- What the task asks:
Please copy verbatim the lines of the items from the one containing "Objective — one point per instance of the firebug" through the last line of the items, both ends included.

--------------------------------

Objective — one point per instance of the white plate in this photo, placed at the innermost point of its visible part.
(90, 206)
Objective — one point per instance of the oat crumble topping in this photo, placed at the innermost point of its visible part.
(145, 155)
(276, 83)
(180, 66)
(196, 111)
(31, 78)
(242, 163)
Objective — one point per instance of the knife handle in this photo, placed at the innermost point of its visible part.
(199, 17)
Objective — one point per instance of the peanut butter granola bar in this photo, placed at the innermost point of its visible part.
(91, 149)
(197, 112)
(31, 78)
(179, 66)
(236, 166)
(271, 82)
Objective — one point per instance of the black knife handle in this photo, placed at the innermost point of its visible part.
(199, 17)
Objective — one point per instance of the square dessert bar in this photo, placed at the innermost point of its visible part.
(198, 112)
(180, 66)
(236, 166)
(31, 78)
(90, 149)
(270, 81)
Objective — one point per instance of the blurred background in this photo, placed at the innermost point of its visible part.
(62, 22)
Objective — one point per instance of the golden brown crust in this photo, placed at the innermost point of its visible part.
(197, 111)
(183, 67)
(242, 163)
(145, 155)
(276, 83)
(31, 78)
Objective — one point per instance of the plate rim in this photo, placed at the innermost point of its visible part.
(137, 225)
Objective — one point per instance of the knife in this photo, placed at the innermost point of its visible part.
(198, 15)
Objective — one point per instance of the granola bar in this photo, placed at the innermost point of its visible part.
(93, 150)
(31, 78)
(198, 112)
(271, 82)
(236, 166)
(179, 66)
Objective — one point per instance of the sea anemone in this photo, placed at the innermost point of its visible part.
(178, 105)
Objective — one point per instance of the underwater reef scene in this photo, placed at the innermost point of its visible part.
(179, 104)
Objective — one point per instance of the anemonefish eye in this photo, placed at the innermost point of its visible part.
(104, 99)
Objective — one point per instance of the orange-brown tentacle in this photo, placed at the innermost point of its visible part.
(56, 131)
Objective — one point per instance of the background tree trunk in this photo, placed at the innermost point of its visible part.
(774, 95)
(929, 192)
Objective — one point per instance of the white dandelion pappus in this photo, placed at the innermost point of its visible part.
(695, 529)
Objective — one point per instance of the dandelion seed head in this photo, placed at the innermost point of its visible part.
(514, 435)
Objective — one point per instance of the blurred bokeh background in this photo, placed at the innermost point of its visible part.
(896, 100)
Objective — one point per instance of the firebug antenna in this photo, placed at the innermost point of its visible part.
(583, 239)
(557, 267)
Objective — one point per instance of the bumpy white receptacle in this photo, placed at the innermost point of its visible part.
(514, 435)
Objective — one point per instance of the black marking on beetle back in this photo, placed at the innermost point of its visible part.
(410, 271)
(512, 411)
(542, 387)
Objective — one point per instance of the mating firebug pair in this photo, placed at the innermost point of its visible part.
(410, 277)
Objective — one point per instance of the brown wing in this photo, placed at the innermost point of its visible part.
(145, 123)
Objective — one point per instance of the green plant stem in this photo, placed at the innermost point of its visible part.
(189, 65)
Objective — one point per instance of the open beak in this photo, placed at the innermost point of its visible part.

--------------------------------

- Solved problem:
Objective — one point per instance of the firebug antenna in this photo, placed at the innermost point of its visible part.
(583, 239)
(557, 267)
Objective — one point per instance of the bumpy white receptacle in this photo, placed at the innermost point of its visible part.
(514, 435)
Objective — one point per instance of the black marking on beetle back in this photo, placed at the innermost point of its visible part.
(410, 271)
(512, 411)
(542, 387)
Objective — one point per instance of the mating firebug pair in this photo, placed at the innermost point of its visible part.
(410, 277)
Objective — one point per instance of the brown wing in this photo, placed at the innermost point of its visible part.
(145, 123)
Objective — one point per instance of the green plant stem in this photo, placed at the innermost point of its visible part.
(189, 65)
Objective — one point per instance of the open beak in this photo, placed at the innermost point of its visible part.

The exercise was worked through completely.